• ZU ERLEDIGEN:
A) Stimmen die folgenden Aussagen mit dem Text über den Kummerkasten unten überein? Antworte bei jeder mit Ja oder Nein und zitiere die Wörter aus dem Text, die das zeigen. (i) Natascha ist 14 Jahre alt. (ii) Der Junge aus der Schule wollte etwas von Natascha. (iii) Wenn die Clique in die Disko geht, sitzt Natascha neben dem Jungen.
B) Schreib den Text über den Kummerkasten unten nach seinem letzten Satz weiter.

• VORLIEGENDER TEXT:

"""

Hauptsächlich aber ist der Kummerkasten mit Fragen zu zwischenmenschlichen Problemen gefüllt. Die 14jährige Natascha wußte nicht mehr weiter: „Liebe Frau Carola! In meiner Schule ist ein Typ, den ich total süß finde. Ich glaube, er mag mich auch. Wir sitzen immer nebeneinander, wenn wir mit der Clique in die Disko gehen. Wie mache ich ihm klar, daß ich mehr von ihm will?“
Ach ja, die Liebe, das Begehren... „Liebe Natscha“, schrieb ich zurück, „Du wirst wohl nicht darum herumkommen, Initiative zu zeigen. Ich gebe zu: Du könntest abgewiesen werden, oder, schlimmer noch, Erfolg haben und feststellen, daß der Junge aus den Ohren riecht. Mein Rat: Sag ihm etwas Nettes, damit er Dein Interesse an ihm bemerkt. Außerdem kannst auch Du den ersten Schritt tun und zum Beispiel mal vorsichtig seine Hand berühren. Viel Erfolg!“ Wie ich Monate später erfuhr, ging die Sache nicht gut aus. Der Junge wollte nichts von Natascha. „Pech gehabt“, teilte sie mir mit. „Aber bei Peter hat es geklappt (Foto anbei).“ Na also!

"""

• GEZEIGTE EINTRÄGE:
"""

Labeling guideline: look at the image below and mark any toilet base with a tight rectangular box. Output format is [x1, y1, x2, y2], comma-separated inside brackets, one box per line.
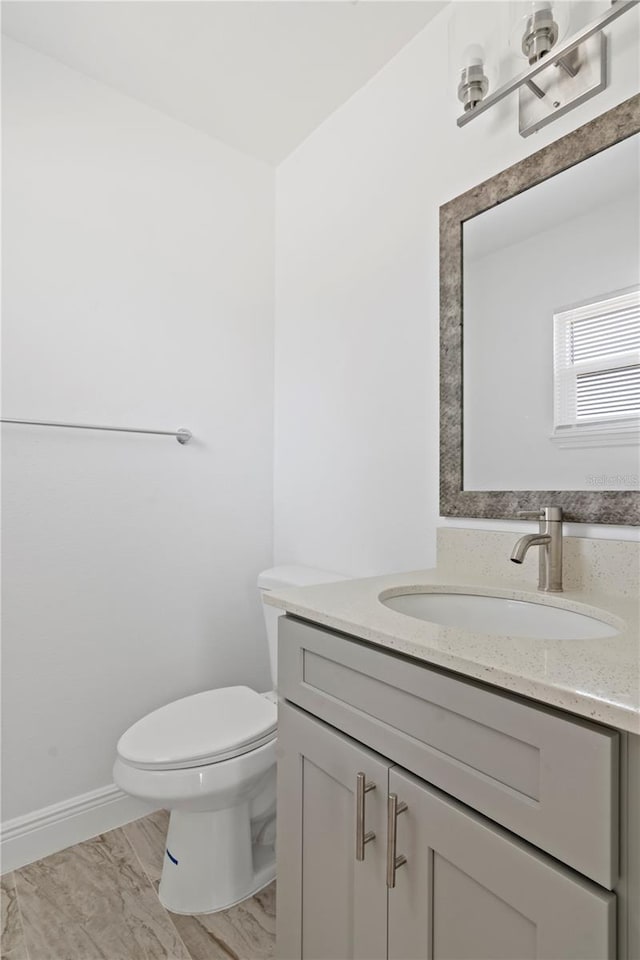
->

"""
"""

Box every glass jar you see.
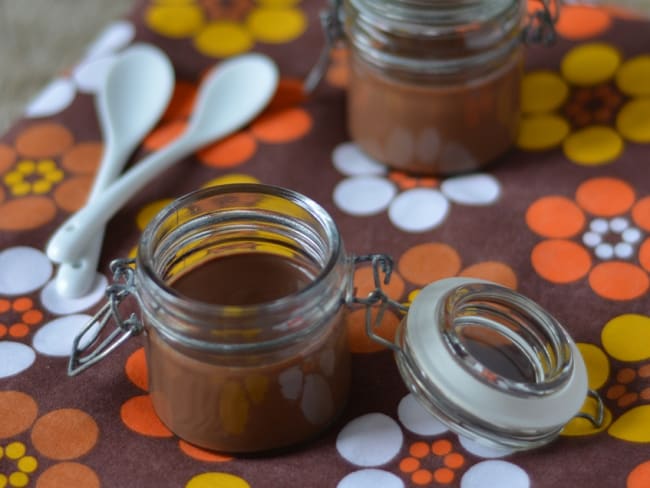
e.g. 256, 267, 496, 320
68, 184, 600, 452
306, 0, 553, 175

"""
"""

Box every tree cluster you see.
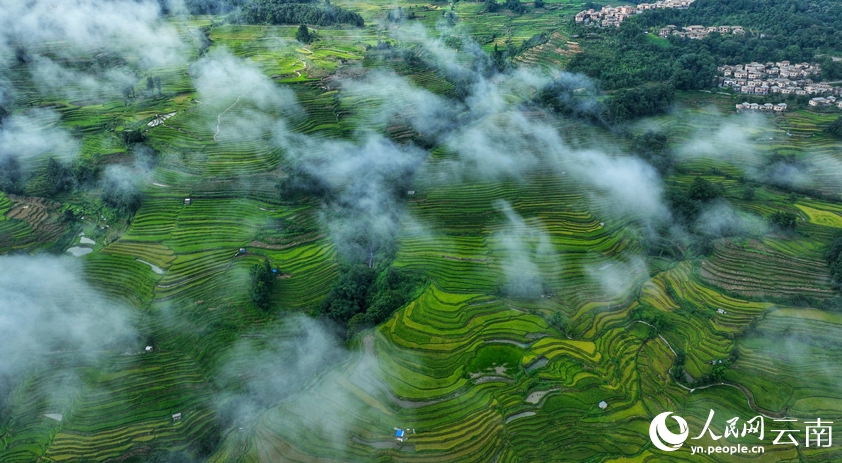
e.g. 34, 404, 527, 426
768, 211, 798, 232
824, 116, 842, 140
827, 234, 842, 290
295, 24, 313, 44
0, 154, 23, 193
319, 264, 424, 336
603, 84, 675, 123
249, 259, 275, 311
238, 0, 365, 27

"""

• LÖSUNGEN:
A)
(i) Ja: „Die 14jährige Natascha“
(ii) Nein: „Der Junge wollte nichts von Natascha.“
(iii) Ja: „Wir sitzen immer nebeneinander, wenn wir mit der Clique in die Disko gehen.“

B)
Leider folgt nicht jeder meinen Empfehlungen. Dies bezeugen Reueschreiben aus aller Welt. So konsultierte mich jüngst Herr B. aus B. Sein Anliegen war ein klarer Natascha-Fall: Er hatte Gefallen an einem Mädchen aus seiner Clique gefunden. Aus bestimmten Gründen erhielt er jedoch eine ganz andere Antwort von mir: „Lieber Herr B.“, warnte ich ihn, „Sie sind Mitglied der Bündnisgrünen und noch dazu Kandidat für ein Amt. Machen Sie also um Gottes Willen keine Komplimente! Sagen Sie bloß nicht ,Du hast schöne Augen‘ oder ähnliches verfängliches Zeug! Das ist sexuelle Belästigung! Und vor allem: Finger weg von den Händen des Mädchens! Nichts anfassen! Mein Rat: Lassen Sie ein Taschentuch fallen. Wenn das Mädchen es aufhebt, gut. Wenn nicht: Geben Sie's auf.
Herr B. hörte nicht auf mich. Er kam um Amt und Würden und alle Chancen bei den Mädchen seiner Clique. Mein Rat: Wechseln Sie die Partei.